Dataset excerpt
☆ ☆ ☆ ☆

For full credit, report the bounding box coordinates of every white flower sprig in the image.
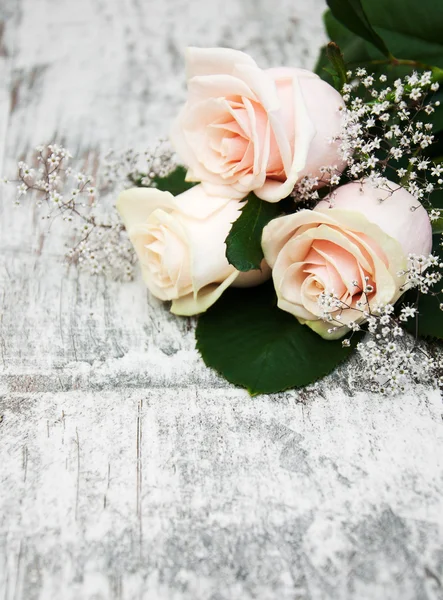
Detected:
[3,144,135,279]
[292,68,443,211]
[318,244,443,394]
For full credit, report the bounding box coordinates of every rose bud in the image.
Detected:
[117,185,270,315]
[262,182,432,339]
[171,48,344,202]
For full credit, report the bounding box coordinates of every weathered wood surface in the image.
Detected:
[0,0,443,600]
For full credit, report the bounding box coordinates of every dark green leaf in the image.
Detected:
[226,193,281,271]
[327,0,390,56]
[132,165,196,196]
[402,235,443,340]
[362,0,443,68]
[326,42,348,92]
[196,282,359,395]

☆ ☆ ☆ ☆

## [INSTRUCTIONS TO FOLLOW]
Put every line of the rows above into a JSON list of strings, one string per line, with blank lines skipped and the pictures left out.

## [CORRECT ANSWER]
[
  "For full credit, report the bounding box coordinates of every white flower sprig in the image.",
  "Detected:",
  "[3,144,135,279]",
  "[292,68,443,211]",
  "[318,244,443,394]",
  "For full credit, report the bounding box coordinates of every rose bud in the image.",
  "Detected:",
  "[117,185,270,315]",
  "[262,182,432,339]",
  "[171,48,344,202]",
  "For full credit, report the bounding box coordinates of every weathered wood surface in the image.",
  "Detected:",
  "[0,0,443,600]",
  "For full credit, report the bounding box coordinates of every dark green leaf in the image.",
  "Detected:",
  "[226,193,281,271]",
  "[327,0,390,56]",
  "[132,165,196,196]",
  "[402,235,443,340]",
  "[362,0,443,68]",
  "[326,42,348,92]",
  "[196,282,359,395]"
]